Written request:
Reproduce each line of the records below character for character, but leave the pictures out.

Input material:

::::

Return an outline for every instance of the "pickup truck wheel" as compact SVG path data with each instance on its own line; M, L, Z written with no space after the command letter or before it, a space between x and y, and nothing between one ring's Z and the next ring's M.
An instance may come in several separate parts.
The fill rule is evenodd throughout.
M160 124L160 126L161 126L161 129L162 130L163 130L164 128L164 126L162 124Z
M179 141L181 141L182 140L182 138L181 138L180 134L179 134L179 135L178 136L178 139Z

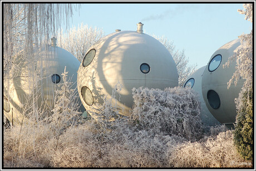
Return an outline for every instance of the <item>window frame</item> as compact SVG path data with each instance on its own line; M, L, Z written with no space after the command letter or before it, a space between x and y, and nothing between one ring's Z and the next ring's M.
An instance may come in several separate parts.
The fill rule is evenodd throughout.
M219 98L219 105L218 106L218 107L213 107L213 106L211 105L211 103L212 104L212 103L210 103L210 102L209 102L209 92L210 92L210 91L213 91L214 92L215 92L215 93L216 94L216 95L217 95L218 97ZM209 103L209 104L210 105L210 106L211 107L211 108L213 108L213 109L215 109L215 110L216 110L216 109L218 109L219 108L220 108L220 97L219 97L219 95L218 94L218 93L217 93L215 91L214 91L214 90L208 90L208 91L207 92L206 97L207 97L207 100L208 100L208 103Z
M188 81L186 81L186 82L184 84L184 85L183 86L183 88L185 88L185 86L186 86L186 84L188 83L188 82L189 82L189 80L192 80L192 79L194 80L193 85L190 87L190 89L192 89L194 85L195 85L195 79L193 77L190 78L188 80Z
M141 66L142 65L147 65L149 67L149 71L147 72L144 72L141 70ZM140 70L141 71L141 72L142 72L143 74L146 74L149 73L149 72L150 72L151 68L150 68L150 66L149 66L149 65L148 64L147 64L147 63L142 63L142 64L141 64L141 65L140 65Z
M56 79L55 79L55 82L53 82L53 76L55 75L56 76L56 77L57 77L57 76L58 76L60 78L60 81L58 81L58 82L56 82ZM51 80L52 80L52 82L53 84L57 84L59 83L60 82L61 82L61 76L58 74L53 74L52 75L52 79Z
M214 69L213 70L210 70L209 68L210 68L210 64L211 63L211 61L214 60L214 59L216 56L218 56L218 55L220 55L220 58L220 58L220 63L219 64L219 65L218 65L218 66L217 66L215 69ZM217 54L217 55L215 55L214 57L213 57L213 58L211 59L211 60L210 61L210 62L209 63L209 65L208 65L208 71L209 71L209 72L213 72L213 71L214 71L215 70L216 70L219 68L219 66L220 65L220 64L221 63L221 61L222 61L222 55L221 55L221 54Z
M88 102L86 101L86 97L85 97L82 92L82 90L83 88L86 88L87 89L89 90L90 92L91 92L91 95L92 97L92 102L91 104L89 104L88 103ZM86 91L86 90L85 90ZM94 97L93 97L93 95L92 95L92 91L91 91L91 90L90 90L90 89L87 87L87 86L83 86L82 87L82 88L81 88L81 94L82 95L82 97L83 99L83 100L85 102L85 103L88 105L88 106L92 106L92 105L93 105L93 103L94 103Z
M86 59L86 55L87 55L89 53L90 53L90 51L92 51L92 50L94 50L94 51L95 51L94 56L93 56L93 57L92 58L92 60L90 61L90 63L89 63L88 64L87 64L85 66L84 64L83 64L83 61L85 61L85 59ZM95 48L92 48L92 49L91 49L91 50L90 50L86 53L86 54L85 55L85 57L83 57L83 61L82 61L82 65L83 66L83 67L86 68L86 67L88 66L90 64L91 64L91 63L92 62L92 61L93 60L94 58L95 57L95 55L96 55L96 49L95 49Z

::::

Exercise response:
Return an outline for every instance of the "pickup truck wheel" as compact SVG path data with each instance on its own line; M, L, Z written with no space after the command letter or before it, a space between x and y, and nothing between one ring's Z and the next ring's M.
An instance may come in several separate parts.
The fill rule is evenodd throughout.
M160 124L160 126L161 126L161 129L162 130L163 130L164 128L164 126L162 124Z
M179 141L181 141L182 140L182 138L181 138L180 134L179 134L179 135L178 136L178 139Z

Return an outline for every instance of the <item>window frame</item> as compact SVG path data with each instance on its own line; M, L, Z written with no space after the command letter or before it, a space between x and y, and nothing between one ring's Z and the next ring's M.
An instance may come in several separate parts.
The fill rule is evenodd throughout.
M219 98L219 105L218 106L218 107L213 107L213 106L211 105L211 103L212 104L212 103L210 103L210 102L209 102L209 92L210 92L210 91L213 91L214 92L215 92L215 93L216 94L216 95L217 95L218 97ZM209 103L209 104L210 105L210 106L211 107L211 108L213 108L213 109L215 109L215 110L216 110L216 109L218 109L219 108L220 108L220 97L219 97L219 95L218 94L218 93L217 93L215 91L214 91L214 90L208 90L208 91L207 92L206 97L207 97L207 100L208 100L208 103Z
M188 81L186 81L186 82L184 84L184 85L183 86L183 88L185 88L185 86L186 86L186 84L188 83L188 82L189 82L189 80L192 80L192 79L194 80L193 85L190 87L190 89L192 89L194 85L195 85L195 79L193 77L190 78L188 80Z
M141 66L142 65L147 65L149 67L149 71L147 72L144 72L141 70ZM140 70L141 71L141 72L142 72L143 74L146 74L149 73L149 72L150 72L151 68L150 68L150 66L149 66L149 65L148 64L147 64L147 63L142 63L142 64L141 64L141 65L140 65Z
M56 79L55 79L55 82L53 82L53 76L55 75L56 76L56 77L57 77L57 76L58 76L60 78L60 81L58 81L58 82L56 82ZM51 80L52 80L52 82L53 84L57 84L59 83L60 82L61 82L61 76L58 74L53 74L52 75L52 79Z
M214 69L213 70L210 70L209 68L210 68L210 64L211 63L211 61L214 60L214 59L216 56L218 56L218 55L220 55L220 58L220 58L220 63L219 64L219 65L218 65L218 66L217 66L215 69ZM217 54L217 55L215 55L214 57L213 57L213 58L211 59L211 60L210 61L210 62L209 63L209 65L208 65L208 71L209 71L209 72L213 72L213 71L214 71L215 70L216 70L219 68L219 66L220 65L220 64L221 63L221 61L222 61L222 55L221 55L221 54Z
M88 102L86 101L86 97L85 97L82 92L82 90L83 88L86 88L87 89L89 90L90 92L91 92L91 95L92 97L92 102L91 104L89 104L88 103ZM86 91L86 90L85 90ZM94 97L93 97L93 95L92 95L92 91L91 91L91 90L90 90L90 89L87 87L87 86L83 86L82 87L82 88L81 88L81 94L82 95L82 97L83 99L83 100L85 102L85 103L88 105L88 106L92 106L92 105L93 105L93 103L94 103Z
M86 59L86 55L87 55L89 53L90 53L90 51L92 51L92 50L94 50L94 51L95 51L94 56L93 56L93 57L92 58L92 60L90 61L90 63L89 63L88 64L87 64L85 66L84 64L83 64L83 61L85 61L85 59ZM95 48L92 48L92 49L91 49L91 50L90 50L86 53L86 54L85 55L85 57L83 57L83 61L82 61L82 65L83 66L83 67L86 68L86 67L88 66L90 64L91 64L91 63L92 62L92 61L93 60L94 58L95 57L95 55L96 55L96 49L95 49Z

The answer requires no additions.